Problem to work on:
Reproduce the text about Rajound below in full, word for word.

Exercise text:
•••
- Rajound City Location in Haryana, India Rajound City Rajound City (India)
- Coordinates: 29°34′35″N 76°28′56″E﻿ / ﻿29.57639°N 76.48222°E
- Country: India
- State: Haryana
- District: Kaithal
- Time zone: UTC+5:30 (IST)
- PIN: 136044
- Telephone code: 01746
- Lok Sabha constituency: Kurukshetra

= Rajound =

Rajound is a city in Kaithal District of Haryana State in India.

This is an administrative block and sub-tehsil. Its population according to 2001 census is 15,335. Its male population is 8,147, and its female population is 7,188. Rajound is located on State Highway no. 11 at Kaithal-Assandh section. Frequent bus service at every 10 minutes from Kaithal to Rajound is available. The land around Rajound is fertile and well irrigated by canal water and tubewells, it is a major producer of wheat and rice.
•••
[Dataset entries]
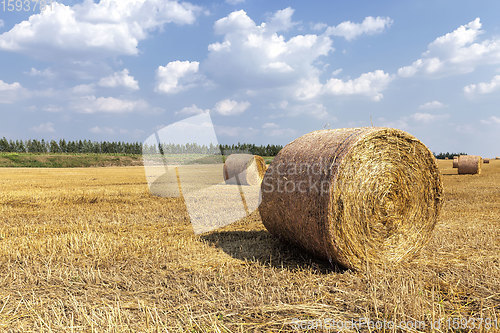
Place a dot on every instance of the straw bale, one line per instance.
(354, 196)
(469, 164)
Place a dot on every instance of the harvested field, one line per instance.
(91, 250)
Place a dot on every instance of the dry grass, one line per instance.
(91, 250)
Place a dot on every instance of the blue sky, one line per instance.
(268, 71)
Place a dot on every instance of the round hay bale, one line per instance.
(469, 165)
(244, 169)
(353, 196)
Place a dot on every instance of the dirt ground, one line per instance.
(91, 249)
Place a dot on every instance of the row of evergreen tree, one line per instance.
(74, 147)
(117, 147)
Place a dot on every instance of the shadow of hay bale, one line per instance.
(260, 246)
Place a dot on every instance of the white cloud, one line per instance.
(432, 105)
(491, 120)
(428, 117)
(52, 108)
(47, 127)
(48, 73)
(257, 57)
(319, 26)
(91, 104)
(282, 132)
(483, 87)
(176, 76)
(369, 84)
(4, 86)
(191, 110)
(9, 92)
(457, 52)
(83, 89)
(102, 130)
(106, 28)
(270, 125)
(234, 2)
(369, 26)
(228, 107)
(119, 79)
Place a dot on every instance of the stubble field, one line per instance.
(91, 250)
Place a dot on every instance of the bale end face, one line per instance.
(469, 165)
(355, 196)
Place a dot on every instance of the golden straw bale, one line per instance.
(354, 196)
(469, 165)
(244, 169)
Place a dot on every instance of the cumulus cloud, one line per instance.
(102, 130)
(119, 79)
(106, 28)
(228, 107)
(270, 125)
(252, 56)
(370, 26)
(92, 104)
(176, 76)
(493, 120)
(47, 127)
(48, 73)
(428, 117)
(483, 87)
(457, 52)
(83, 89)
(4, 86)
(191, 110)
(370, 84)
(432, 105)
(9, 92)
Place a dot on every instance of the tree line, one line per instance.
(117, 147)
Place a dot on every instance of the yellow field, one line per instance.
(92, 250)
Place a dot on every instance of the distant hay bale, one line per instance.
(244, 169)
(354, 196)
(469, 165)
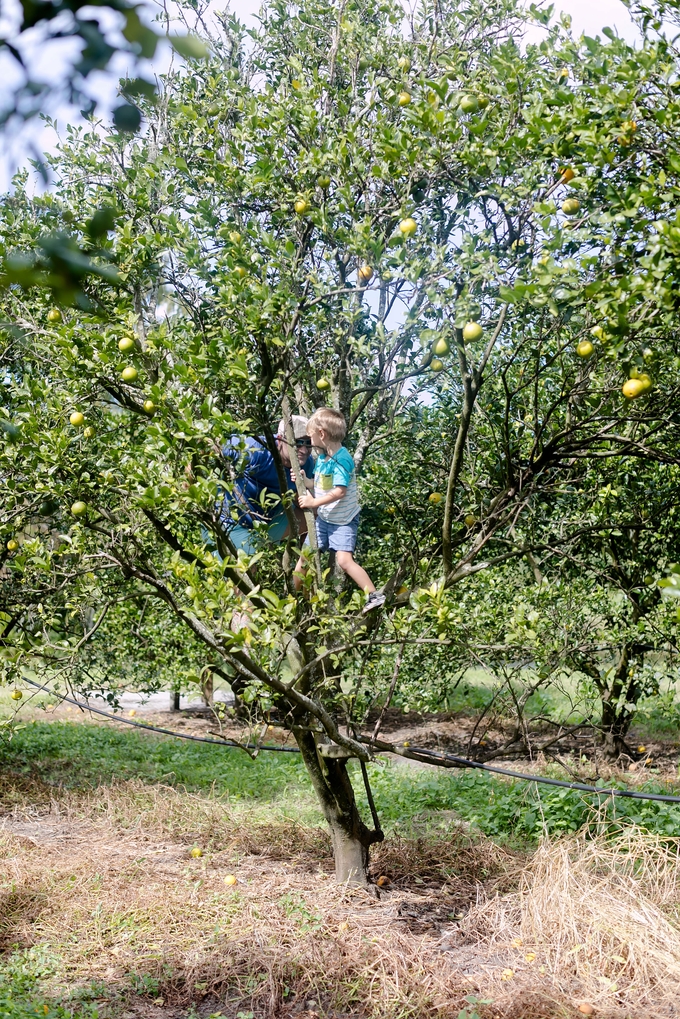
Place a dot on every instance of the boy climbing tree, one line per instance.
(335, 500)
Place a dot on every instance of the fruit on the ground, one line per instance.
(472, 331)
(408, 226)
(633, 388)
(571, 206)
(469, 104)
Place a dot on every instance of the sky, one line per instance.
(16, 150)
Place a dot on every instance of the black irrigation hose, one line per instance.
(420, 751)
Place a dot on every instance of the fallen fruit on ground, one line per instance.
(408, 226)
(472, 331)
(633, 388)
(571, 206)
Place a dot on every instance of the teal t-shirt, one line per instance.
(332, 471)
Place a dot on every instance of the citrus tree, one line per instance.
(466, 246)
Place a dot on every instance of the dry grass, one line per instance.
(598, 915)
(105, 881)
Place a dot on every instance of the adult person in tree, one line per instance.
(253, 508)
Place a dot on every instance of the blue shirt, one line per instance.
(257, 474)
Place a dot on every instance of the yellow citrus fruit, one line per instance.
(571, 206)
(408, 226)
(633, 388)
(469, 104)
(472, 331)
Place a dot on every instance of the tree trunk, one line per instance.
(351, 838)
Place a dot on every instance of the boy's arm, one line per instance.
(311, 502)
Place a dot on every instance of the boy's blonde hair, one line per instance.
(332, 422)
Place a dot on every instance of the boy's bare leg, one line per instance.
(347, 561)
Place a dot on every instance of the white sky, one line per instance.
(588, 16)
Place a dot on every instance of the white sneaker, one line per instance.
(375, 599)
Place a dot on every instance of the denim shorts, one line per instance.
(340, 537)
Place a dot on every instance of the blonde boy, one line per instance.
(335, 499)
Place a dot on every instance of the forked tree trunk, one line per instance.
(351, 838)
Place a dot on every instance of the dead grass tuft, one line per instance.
•••
Answer to this exercise:
- Rajound City Location in Haryana, India Rajound City Rajound City (India)
- Coordinates: 29°34′35″N 76°28′56″E﻿ / ﻿29.57639°N 76.48222°E
- Country: India
- State: Haryana
- District: Kaithal
- Time zone: UTC+5:30 (IST)
- PIN: 136044
- Telephone code: 01746
- Lok Sabha constituency: Kurukshetra

= Rajound =

Rajound is a city in Kaithal District of Haryana State in India.

This is an administrative block and sub-tehsil. Its population according to 2001 census is 15,335. Its male population is 8,147, and its female population is 7,188. Rajound is located on State Highway no. 11 at Kaithal-Assandh section. Frequent bus service at every 10 minutes from Kaithal to Rajound is available. The land around Rajound is fertile and well irrigated by canal water and tubewells, it is a major producer of wheat and rice.